Scholarship Myths and Misconceptions:
Finding the Right Fit

Scott Hicks, Editor May 30, 2000

Finding scholarships can be time-consuming and nerve-wracking, but ultimately rewarding — if you do your homework. Along the way, many myths and misconceptions can lead you in the wrong direction.

Becoming familiar with some of the most common scholarship-seeking myths can help you save time, reduce frustration, and focus your scholarship search.

Myth #1: Only athletes win big scholarships.

You don’t have to be a basketball or football star to win a super scholarship. Being an athlete is just one way to garner a scholarship. Other factors (such as GPA, community service, and financial need) play a significant role as well. Finding a scholarship has as much to do with hard work and perseverance as anything else. You do have to do the research and fill out the forms, but you don't have to hit home runs.

Myth #2: My grades are too low for me to win a scholarship.

Grades are important, but don't worry if you’re not a straight-A student. Grades aren’t the only criteria for awarding scholarships. Although your grade point average (GPA) will be taken into account, many scholarships use it mainly as a preliminary cut-off point. For example, many scholarships require a minimum GPA of 2.5.

- Set task 1
Retype every one of the stored dataset entries below line for line, leaving out the pictures.

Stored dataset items

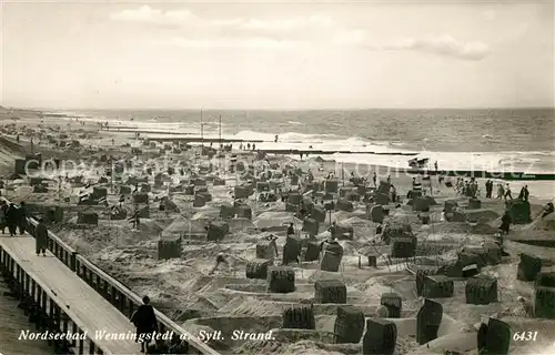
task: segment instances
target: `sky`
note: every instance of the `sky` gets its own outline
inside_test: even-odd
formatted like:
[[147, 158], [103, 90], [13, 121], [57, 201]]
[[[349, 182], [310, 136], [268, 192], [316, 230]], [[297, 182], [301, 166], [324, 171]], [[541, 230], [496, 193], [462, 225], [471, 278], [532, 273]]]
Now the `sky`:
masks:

- Set task 2
Echo the scholarship myths text word for word, starting at "Finding scholarships can" and ending at "hit home runs.".

- Exercise answer 1
task: segment instances
target: `sky`
note: every instance of the `sky` gets its own outline
inside_test: even-odd
formatted like:
[[147, 158], [103, 90], [13, 121], [57, 201]]
[[[349, 182], [310, 136], [268, 192], [316, 230]], [[297, 182], [301, 166], [324, 171]], [[541, 230], [496, 193], [462, 225], [471, 278], [532, 273]]]
Now the `sky`:
masks:

- Exercise answer 2
Finding scholarships can be time-consuming and nerve-wracking, but ultimately rewarding — if you do your homework. Along the way, many myths and misconceptions can lead you in the wrong direction.

Becoming familiar with some of the most common scholarship-seeking myths can help you save time, reduce frustration, and focus your scholarship search.

Myth #1: Only athletes win big scholarships.

You don’t have to be a basketball or football star to win a super scholarship. Being an athlete is just one way to garner a scholarship. Other factors (such as GPA, community service, and financial need) play a significant role as well. Finding a scholarship has as much to do with hard work and perseverance as anything else. You do have to do the research and fill out the forms, but you don't have to hit home runs.